Task requirements: All entries below must be retyped exactly, though pictures are to be skipped.

Input material:

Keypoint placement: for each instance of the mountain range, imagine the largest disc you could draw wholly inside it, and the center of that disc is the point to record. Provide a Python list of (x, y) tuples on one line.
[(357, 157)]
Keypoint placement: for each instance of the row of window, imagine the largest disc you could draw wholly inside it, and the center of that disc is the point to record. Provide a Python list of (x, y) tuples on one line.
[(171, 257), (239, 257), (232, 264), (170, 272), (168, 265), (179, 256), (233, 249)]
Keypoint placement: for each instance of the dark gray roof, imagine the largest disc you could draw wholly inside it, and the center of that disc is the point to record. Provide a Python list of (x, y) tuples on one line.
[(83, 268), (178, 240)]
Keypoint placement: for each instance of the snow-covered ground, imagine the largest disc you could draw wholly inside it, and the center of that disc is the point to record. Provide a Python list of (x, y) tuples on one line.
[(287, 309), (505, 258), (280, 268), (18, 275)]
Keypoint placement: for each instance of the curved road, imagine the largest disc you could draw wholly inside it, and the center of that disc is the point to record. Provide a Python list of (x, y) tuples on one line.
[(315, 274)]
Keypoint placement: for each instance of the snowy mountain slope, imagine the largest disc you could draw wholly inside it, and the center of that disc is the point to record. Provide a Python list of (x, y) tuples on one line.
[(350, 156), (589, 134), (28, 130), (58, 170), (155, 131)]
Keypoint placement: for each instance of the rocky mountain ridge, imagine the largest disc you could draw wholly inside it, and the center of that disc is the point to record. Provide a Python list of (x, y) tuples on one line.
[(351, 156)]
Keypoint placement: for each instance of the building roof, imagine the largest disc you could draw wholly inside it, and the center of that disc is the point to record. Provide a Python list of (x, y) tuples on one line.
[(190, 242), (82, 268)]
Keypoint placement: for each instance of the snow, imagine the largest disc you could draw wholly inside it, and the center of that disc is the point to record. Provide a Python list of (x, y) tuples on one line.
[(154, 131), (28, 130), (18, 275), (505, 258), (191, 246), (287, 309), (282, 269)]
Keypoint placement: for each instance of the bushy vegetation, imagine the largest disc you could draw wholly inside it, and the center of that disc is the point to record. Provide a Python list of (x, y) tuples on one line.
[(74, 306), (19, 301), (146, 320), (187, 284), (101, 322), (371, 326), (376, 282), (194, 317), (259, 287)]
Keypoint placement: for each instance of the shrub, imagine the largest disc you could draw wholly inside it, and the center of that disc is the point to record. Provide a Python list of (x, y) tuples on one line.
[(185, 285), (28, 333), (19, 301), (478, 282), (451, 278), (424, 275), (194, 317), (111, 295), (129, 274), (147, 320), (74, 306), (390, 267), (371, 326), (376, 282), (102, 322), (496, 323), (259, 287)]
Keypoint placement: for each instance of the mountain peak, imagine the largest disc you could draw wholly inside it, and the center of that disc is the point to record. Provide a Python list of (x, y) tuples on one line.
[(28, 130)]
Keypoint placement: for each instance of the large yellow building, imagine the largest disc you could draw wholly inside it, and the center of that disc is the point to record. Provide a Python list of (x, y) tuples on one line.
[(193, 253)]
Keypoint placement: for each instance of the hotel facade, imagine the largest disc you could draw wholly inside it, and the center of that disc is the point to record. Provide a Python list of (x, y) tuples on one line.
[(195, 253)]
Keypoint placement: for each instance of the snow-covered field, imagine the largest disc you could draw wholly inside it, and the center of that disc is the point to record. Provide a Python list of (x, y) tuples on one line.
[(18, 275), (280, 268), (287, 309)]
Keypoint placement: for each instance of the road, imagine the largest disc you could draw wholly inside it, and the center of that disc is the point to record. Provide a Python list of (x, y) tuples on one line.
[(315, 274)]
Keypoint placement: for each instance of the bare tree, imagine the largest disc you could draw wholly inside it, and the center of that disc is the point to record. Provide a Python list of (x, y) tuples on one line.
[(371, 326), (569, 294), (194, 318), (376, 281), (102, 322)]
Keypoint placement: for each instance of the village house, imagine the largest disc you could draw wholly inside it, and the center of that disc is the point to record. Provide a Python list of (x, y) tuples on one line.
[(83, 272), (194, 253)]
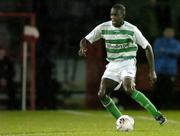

Output:
Keypoint placement: for each instance of the mountain range, imagine the largest disc you could draw wholly inside it, and the center of that disc is the point to record. Provide a Python list of (x, y) tuples on one line.
[(357, 157)]
Keypoint placement: for each instance of the row of window, imagine the largest disc you could draw wholly inside it, and the center of that disc is the point to record. Provide a Python list of (x, y) tuples on one line.
[(171, 257), (239, 257), (232, 264), (170, 272), (168, 265), (179, 256), (233, 249)]
Keypoint placement: for each instance of the dark gray roof, imagine the largest disc you could draw wholly inside it, and the center of that disc is the point to record. Provide a Python list of (x, y) tuples on one line.
[(83, 268), (178, 240)]
Keypoint placement: for each instance of the snow-covered ground, imagine the largest disc you could draw wholly inside it, and the center of that disc is the point to record. Provide a Python list of (x, y) tuples on one line.
[(287, 309), (505, 258), (280, 268), (18, 275)]
Keypoint placement: for each instance of the curved road, imagine the largest disc you could draw wholly inside it, and the center of that disc is the point to record. Provide a Python list of (x, y) tuples on one line.
[(315, 274)]
Keypoint placement: for each instance of the snowy mountain slope, imagine the largest disc you could draw wholly inside it, and the center of that disc is the point to record. Provide a Python list of (x, y) tuples on one line.
[(350, 156), (589, 134), (28, 130), (58, 170), (155, 131)]
Keypoint placement: for each instance of the rocky mountain ridge, imagine the largest disc you could draw wholly inside it, and the center of that disc is the point to record. Provide a Python list of (x, y) tuples on one line.
[(351, 156)]
Keypoint placement: for each instance of the building roof, imagine the largest disc you could draw wholly inside it, and the center of that disc is the point to record. Provide a Python list of (x, y) tuples on one line.
[(190, 242), (82, 268)]
Keypoint placement: for each instance of the snow, imagine the largest disc you could draw wholly inside it, and the center of that disc is the point to record. Provide a Python list of (x, y) tuples on one line.
[(154, 131), (28, 130), (18, 275), (505, 258), (191, 246), (287, 309), (282, 269)]
Keypoint placement: for each instance of the bushy vegetation, imagine the largest disc you could draw wholly inside it, and the center of that disc is the point to record. Provide a Python list of (x, y) tuples on one line.
[(74, 306), (19, 301), (146, 320), (187, 284), (101, 322), (371, 326), (376, 282), (194, 317), (259, 287)]
Keypoint placement: for each instance of the shrub, imagine the largest disc you could draw wholly inside it, and the center of that disc is the point to record. Provide a Python list of (x, y) tuples on one line.
[(185, 285), (28, 333), (19, 301), (478, 282), (451, 278), (424, 275), (194, 317), (111, 295), (129, 274), (147, 320), (74, 306), (390, 267), (371, 326), (376, 282), (102, 322), (496, 323), (259, 287)]
Keypoint placement: for each instance of the mountain peak, imagine the largest disc you could draw wholly inside it, and the center of that disc is the point to record. Provide a Python list of (x, y) tuples on one line.
[(28, 130)]
Keypoint placement: for each instance of the large yellow building, imagine the largest disc you could draw wholly inside it, and the center of that disc is the point to record. Provide a Python list of (x, y) tuples on one line.
[(193, 253)]
Keypoint placement: for each instance of the hotel facade, imagine the largest disc you could draw wholly inside it, and the center of that disc is the point to record. Provide a Python list of (x, y) tuples on one line.
[(195, 253)]
Keypoint placement: for each instance of the snow-covered field, imagine the largest disc you could draw wholly inside it, and the center of that disc is the point to record. Provide a Python list of (x, y) tuples on one line.
[(18, 275), (280, 268), (287, 309)]
Keypoint placement: for each instance of the road, imagine the largest disc you could draw wholly inside it, and the center of that disc is the point to record. Provide a Python list of (x, y) tuples on one line.
[(315, 274)]
Keypoint placement: for each instance of the bare tree, imagine the largest disc you could draw wholly inside it, and the center of that disc is the point to record. Provide a Python list of (x, y) tuples on one line.
[(371, 326), (569, 294), (194, 318), (376, 281), (102, 322)]
Keypoint placement: for each instance of the village house, imagine the largest disc you could draw wholly inside it, and the center of that disc is the point to record. Provide a Python list of (x, y) tuples on one line.
[(83, 272), (194, 253)]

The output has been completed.